• [Set tasks]
• a. In the Circe tips article, what value is assigned to circeVersion in the build.sbt setup?
• b. From the Circe tips article, write out the passage that begins at the words "def main(args: Array[String]): Unit" and stops after the words "Right(productObject) => println(productObject)".

• [Selected text]
6 quick tips to Parse JSON with Circe

6 QUICK tips to parse Circe

Marshall and Unmarhsall JSON is the bread and butter of ETL. There has been much library that gives ways to help the data wrangling process much seamless. One of these JSON libraries that gain much popularity lately is Circe. It is a library that creates a shapeless dependency that has an automatic deserialization function that serializes JSON string to a domain model. However, these JSON libraries also come with a catch. For example, you keep encountering decode failure if you don’t know what you need to use the prepare method to handle class with default on the non-optional field. Decoding nested arrays and objects is hard if you don’t know some vital work around the libraries. You encounter a lot of questions, such as what is the difference between auto and semi-auto, and when do you need to use one vs. the other?

These questions can sometimes be daunting. I spent days and weeks, scratching my head, pulling my hair, understand and learn all the best practices in using this JSON library – I concluded 6 simple tips that I learn that can save you tons of time in using Circe in your future Scala projects.

Setup

Before we started, let’s setup up the environment. If you haven’t set up SBT, you can look at the documentation here. Paste the dependency on your build.sbt file:

val circeVersion = "0.11.1"

libraryDependencies ++= Seq(
  "io.circe" %% "circe-core",
  "io.circe" %% "circe-generic",
  "io.circe" %% "circe-parser"
).map(_ % circeVersion)

Let’s get down to 6 tips and the examples on ways to decode JSON in Scala:

Decoding Objects

case class Product(productId: Long, price: Double, countryCurrency: String, inStock: Boolean)

object Product {
  implicit val decoder: Decoder[Product] = deriveDecoder[Product]
  implicit val encoder: Encoder[Product] = deriveEncoder[Product]

  def main(args: Array[String]): Unit = {
    val inputString: String =
      """
        |{
        |   "productId": 111112222222,
        |   "price": 23.45,
        |   "countryCurrency": "USD",
        |   "inStock": true
        |}
        |""".stripMargin

    decode[Product](inputString) match {
      case Right(productObject) => println(productObject)
      case Left(ex) => println(s"Ooops some errror here ${ex}")
    }
  }
}

Define the domain model for decoding the JSON value by defining an implicit encode and decode value with Circe.

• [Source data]
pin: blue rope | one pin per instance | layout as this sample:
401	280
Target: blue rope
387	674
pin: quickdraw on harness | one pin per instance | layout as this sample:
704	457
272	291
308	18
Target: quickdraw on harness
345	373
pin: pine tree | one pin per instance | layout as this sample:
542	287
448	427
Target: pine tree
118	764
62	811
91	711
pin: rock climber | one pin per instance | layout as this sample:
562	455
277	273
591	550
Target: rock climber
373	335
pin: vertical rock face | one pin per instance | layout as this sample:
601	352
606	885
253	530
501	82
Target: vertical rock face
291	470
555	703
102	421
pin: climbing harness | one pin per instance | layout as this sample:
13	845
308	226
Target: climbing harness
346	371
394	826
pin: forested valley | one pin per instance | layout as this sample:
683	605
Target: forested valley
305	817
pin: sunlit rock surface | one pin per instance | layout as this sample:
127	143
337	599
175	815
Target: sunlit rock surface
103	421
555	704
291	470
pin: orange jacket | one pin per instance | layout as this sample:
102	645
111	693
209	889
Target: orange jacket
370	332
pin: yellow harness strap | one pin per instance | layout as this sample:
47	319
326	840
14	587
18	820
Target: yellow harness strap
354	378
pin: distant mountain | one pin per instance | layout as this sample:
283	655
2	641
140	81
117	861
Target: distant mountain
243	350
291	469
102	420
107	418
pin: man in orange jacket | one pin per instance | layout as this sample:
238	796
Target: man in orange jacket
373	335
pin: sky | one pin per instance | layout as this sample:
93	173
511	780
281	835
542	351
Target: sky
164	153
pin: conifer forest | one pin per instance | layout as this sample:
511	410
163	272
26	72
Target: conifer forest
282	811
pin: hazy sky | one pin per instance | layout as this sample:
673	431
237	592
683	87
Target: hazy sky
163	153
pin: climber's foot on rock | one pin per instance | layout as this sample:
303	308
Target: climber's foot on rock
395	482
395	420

• [Full answers]
• a. "0.11.1"

• b.
def main(args: Array[String]): Unit = {
    val inputString: String =
      """
        |{
        |   "productId": 111112222222,
        |   "price": 23.45,
        |   "countryCurrency": "USD",
        |   "inStock": true
        |}
        |""".stripMargin

    decode[Product](inputString) match {
      case Right(productObject) => println(productObject)